Document text
- - - - - - -
Exercises §9 — Ross, Elementary Analysis, 2nd Edition
Exercise 9.9. Suppose there exists \(N_0\) such that \(s_n \le t_n\) for all \(n > N_0\).
Exercise 9.9. (a) Prove that if \(\lim s_n = +\infty\), then \(\lim t_n = +\infty\).
Proof. Let \(M > 0\). Then there exists \(N > N_0\) such that \(n > N\) implies \(s_n > M\). Since \(N > N_0\), this also implies \(t_n \ge s_n > M\). Thus \(\lim t_n = +\infty\). \(\square\)
Exercise 9.9. (b) Prove that if \(\lim t_n = -\infty\), then \(\lim s_n = -\infty\).
Proof. Let \(M < 0\). Then there exists \(N > N_0\) such that \(n > N\) implies \(t_n < M\). Since \(N > N_0\), this also implies \(s_n \le t_n < M\). Thus \(\lim s_n = -\infty\). \(\square\)
Exercise 9.9. (c) Prove that if \(\lim s_n\) and \(\lim t_n\) exist, then \(\lim s_n \le \lim t_n\).
- - - - - - -
Work to do
Retype the Exercise 9.9 text between "Exercises §9 —" and "s_n \le \lim t_n\).", inclusive, character for character.

Material provided
- - - - - - -
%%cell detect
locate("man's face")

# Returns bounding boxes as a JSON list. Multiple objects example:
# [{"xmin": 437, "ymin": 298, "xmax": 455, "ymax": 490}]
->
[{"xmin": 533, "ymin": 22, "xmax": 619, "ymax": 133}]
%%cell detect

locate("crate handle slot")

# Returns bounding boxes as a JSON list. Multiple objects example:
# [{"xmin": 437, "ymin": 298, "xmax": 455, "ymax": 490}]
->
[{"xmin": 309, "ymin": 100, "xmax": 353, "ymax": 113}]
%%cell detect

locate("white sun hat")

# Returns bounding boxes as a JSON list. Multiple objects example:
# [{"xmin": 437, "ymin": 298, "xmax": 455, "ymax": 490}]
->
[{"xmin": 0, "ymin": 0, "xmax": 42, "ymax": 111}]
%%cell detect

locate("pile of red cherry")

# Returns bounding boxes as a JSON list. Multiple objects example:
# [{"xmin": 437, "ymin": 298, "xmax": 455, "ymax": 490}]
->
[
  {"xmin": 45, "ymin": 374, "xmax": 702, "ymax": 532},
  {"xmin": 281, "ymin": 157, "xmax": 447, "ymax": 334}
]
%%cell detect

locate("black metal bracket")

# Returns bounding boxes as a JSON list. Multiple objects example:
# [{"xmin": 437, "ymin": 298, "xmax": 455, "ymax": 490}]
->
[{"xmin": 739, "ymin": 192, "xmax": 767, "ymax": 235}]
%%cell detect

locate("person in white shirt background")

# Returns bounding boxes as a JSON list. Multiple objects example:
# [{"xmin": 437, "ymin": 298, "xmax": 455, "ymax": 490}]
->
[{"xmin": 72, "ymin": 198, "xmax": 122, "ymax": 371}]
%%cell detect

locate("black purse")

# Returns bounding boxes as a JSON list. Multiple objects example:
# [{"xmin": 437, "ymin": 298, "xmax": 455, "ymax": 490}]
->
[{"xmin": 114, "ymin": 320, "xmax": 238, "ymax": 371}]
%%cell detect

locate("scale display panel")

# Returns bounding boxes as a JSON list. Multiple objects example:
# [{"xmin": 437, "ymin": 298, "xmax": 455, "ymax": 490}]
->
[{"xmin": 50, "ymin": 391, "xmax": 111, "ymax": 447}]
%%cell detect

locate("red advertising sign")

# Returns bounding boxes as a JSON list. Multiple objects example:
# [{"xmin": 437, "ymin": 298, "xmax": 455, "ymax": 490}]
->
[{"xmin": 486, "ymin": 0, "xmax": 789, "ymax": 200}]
- - - - - - -
Response to the exercise
Exercises §9 — Ross, Elementary Analysis, 2nd Edition
Exercise 9.9. Suppose there exists \(N_0\) such that \(s_n \le t_n\) for all \(n > N_0\).
Exercise 9.9. (a) Prove that if \(\lim s_n = +\infty\), then \(\lim t_n = +\infty\).
Proof. Let \(M > 0\). Then there exists \(N > N_0\) such that \(n > N\) implies \(s_n > M\). Since \(N > N_0\), this also implies \(t_n \ge s_n > M\). Thus \(\lim t_n = +\infty\). \(\square\)
Exercise 9.9. (b) Prove that if \(\lim t_n = -\infty\), then \(\lim s_n = -\infty\).
Proof. Let \(M < 0\). Then there exists \(N > N_0\) such that \(n > N\) implies \(t_n < M\). Since \(N > N_0\), this also implies \(s_n \le t_n < M\). Thus \(\lim s_n = -\infty\). \(\square\)
Exercise 9.9. (c) Prove that if \(\lim s_n\) and \(\lim t_n\) exist, then \(\lim s_n \le \lim t_n\).